Leave out the pictures, then reproduce the rest of the material exactly.

++++++

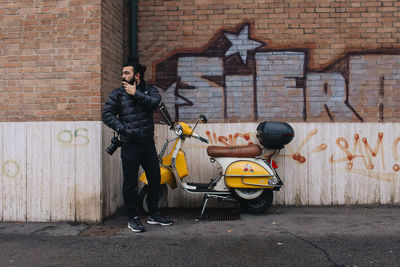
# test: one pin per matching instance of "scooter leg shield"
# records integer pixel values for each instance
(167, 177)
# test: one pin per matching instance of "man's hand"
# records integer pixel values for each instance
(129, 88)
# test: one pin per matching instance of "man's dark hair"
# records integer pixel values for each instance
(137, 68)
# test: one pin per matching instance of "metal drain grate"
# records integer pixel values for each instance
(211, 214)
(101, 230)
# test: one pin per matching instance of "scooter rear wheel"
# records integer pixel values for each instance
(259, 204)
(143, 197)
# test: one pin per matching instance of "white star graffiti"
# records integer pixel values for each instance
(241, 43)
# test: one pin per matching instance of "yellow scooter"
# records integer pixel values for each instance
(246, 176)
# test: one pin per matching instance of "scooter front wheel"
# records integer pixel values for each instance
(259, 204)
(143, 197)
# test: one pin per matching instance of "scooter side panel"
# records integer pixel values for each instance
(181, 165)
(241, 174)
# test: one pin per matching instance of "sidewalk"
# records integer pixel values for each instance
(352, 220)
(285, 236)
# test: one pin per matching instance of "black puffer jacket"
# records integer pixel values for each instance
(132, 116)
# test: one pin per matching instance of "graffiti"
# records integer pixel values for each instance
(230, 140)
(74, 138)
(365, 154)
(10, 168)
(237, 78)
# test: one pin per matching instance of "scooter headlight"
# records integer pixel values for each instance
(178, 129)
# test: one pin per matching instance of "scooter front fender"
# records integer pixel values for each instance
(167, 177)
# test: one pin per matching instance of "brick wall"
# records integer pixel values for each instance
(50, 55)
(114, 43)
(314, 61)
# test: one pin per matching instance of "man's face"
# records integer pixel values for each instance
(129, 76)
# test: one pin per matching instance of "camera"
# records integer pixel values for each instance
(115, 143)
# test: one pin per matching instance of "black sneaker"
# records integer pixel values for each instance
(158, 219)
(135, 225)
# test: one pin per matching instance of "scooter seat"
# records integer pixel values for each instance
(249, 151)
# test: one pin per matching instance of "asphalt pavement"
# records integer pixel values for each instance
(284, 236)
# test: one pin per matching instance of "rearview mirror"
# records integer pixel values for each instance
(203, 118)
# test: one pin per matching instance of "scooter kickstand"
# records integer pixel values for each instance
(205, 201)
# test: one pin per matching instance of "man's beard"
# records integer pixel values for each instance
(130, 81)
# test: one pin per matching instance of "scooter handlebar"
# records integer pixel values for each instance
(202, 139)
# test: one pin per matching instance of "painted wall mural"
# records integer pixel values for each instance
(236, 78)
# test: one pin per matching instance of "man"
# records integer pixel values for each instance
(129, 111)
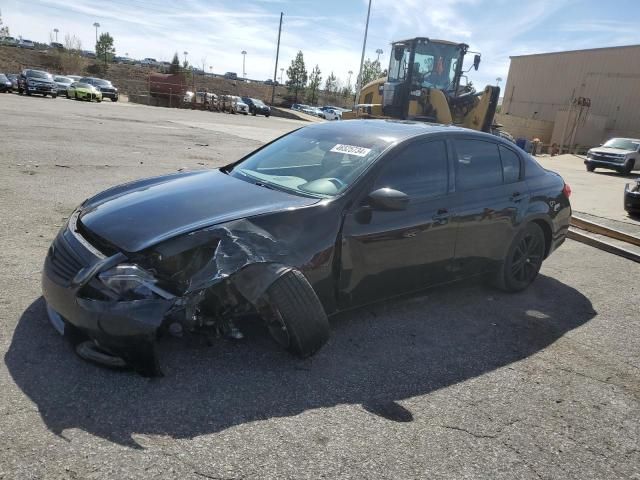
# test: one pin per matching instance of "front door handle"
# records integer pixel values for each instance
(441, 217)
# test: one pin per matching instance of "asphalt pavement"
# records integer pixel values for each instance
(462, 382)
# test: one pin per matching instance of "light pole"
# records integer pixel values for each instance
(364, 46)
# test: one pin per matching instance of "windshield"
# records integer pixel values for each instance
(622, 144)
(435, 64)
(314, 161)
(38, 74)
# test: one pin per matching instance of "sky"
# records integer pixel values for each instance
(328, 32)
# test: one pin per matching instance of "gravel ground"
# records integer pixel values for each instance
(460, 382)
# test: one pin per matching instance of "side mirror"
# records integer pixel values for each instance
(388, 199)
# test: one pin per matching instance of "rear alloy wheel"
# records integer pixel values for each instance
(295, 317)
(523, 260)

++++++

* Task answer *
# test: one pin per matching instance of "scooter leg shield"
# records integer pixel values for each instance
(167, 177)
# test: one pin per matching instance of "man's hand"
# records integer pixel values for each instance
(129, 88)
# test: one pin per matching instance of "man's dark hair"
# records integer pixel values for each instance
(137, 68)
# test: one pin per matching instance of "metal drain grate"
# records integer pixel values for each instance
(211, 214)
(101, 230)
# test: one pin per matching instance of "scooter rear wheel"
# records integer pixel values for each instance
(259, 204)
(143, 197)
# test: one pin per matching instance of "white star graffiti"
# records integer pixel values for each instance
(241, 43)
# test: one pin per matching instance of "yellow scooter"
# records integer pixel values for each instance
(246, 176)
# test: one pin per matching instance of "scooter front wheel"
# records integer pixel values for each instance
(259, 204)
(143, 197)
# test: one pin per matching instance of "scooter side panel"
# records integer pixel values for each instance
(181, 165)
(241, 174)
# test: one pin per matching instance of "sidewalk"
# records integer pixel values for each instance
(352, 220)
(285, 236)
# test: one pin per matching instance of "black puffer jacket"
# records integer pixel values for each instance
(132, 116)
# test: one pin per matching instance of "graffiti"
# records integer pixel values for each instance
(230, 140)
(74, 138)
(365, 154)
(10, 168)
(237, 78)
# test: one pin per matching instance of "scooter headlight"
# records integer pixel values for each instance
(178, 129)
# test: one pin per matching instance of "scooter front fender"
# records integer pixel values for each instance
(167, 177)
# test: one pin per matching instance of "brick wall"
# records integer pixel values for each instance
(50, 55)
(114, 43)
(314, 61)
# test: one pin per matching instance of "man's face"
# records integer pixel values for each instance
(129, 76)
# test: one pin per matching instance of "camera"
# records integer pixel values for each instance
(115, 143)
# test: one pin per matching instance of "black sneaker"
# records integer pixel values for each instance
(158, 219)
(135, 225)
# test: one pin per matching instance of "scooter seat"
# records integer pixel values for each instance
(249, 151)
# test: one pin per matching instance of "asphalt pavement"
# records integer pixel values for each instance
(284, 236)
# test: one pin per matching instance of "rearview mirror"
# records integer pixel values for each instance
(203, 118)
# test: one pin per matching instance of "scooter kickstand"
# records integer pixel values for each instance
(205, 201)
# test: one pin per matching instance of "man's beard"
# records integer pixel values for each instance
(130, 81)
# test: one pin per matching instance of "scooter handlebar"
# records integer pixel values for each instance
(202, 139)
# test: one pin per matching instance of "painted wall mural"
# records integer pixel values for each instance
(236, 78)
# test: one pin per matching instance of "man"
# records integer pixel values for each instance
(129, 111)
# test: one pin per matching instance of "front door handle"
# records integer pixel values for each instance
(441, 217)
# test: one pin per matching instance of "asphalt pavement"
# records integer pixel values for each instance
(462, 382)
# test: one pin per matching instance of "light pole"
# records integer pixel values for each instance
(364, 46)
# test: one pin per matching instance of "windshield"
# records integer pixel values for each instance
(622, 144)
(435, 64)
(314, 161)
(38, 74)
# test: one pin per matching instance of "sky"
# records integer pixel values for each instance
(328, 32)
# test: one pin per matching instance of "gravel ground"
# records integer pixel values for each instance
(460, 382)
# test: one pin per matching instance of "side mirror"
# records integer pixel values for each instance
(388, 199)
# test: one pin per matching instance of "rear alloy wheel"
# records integer pixel values for each instance
(295, 317)
(523, 260)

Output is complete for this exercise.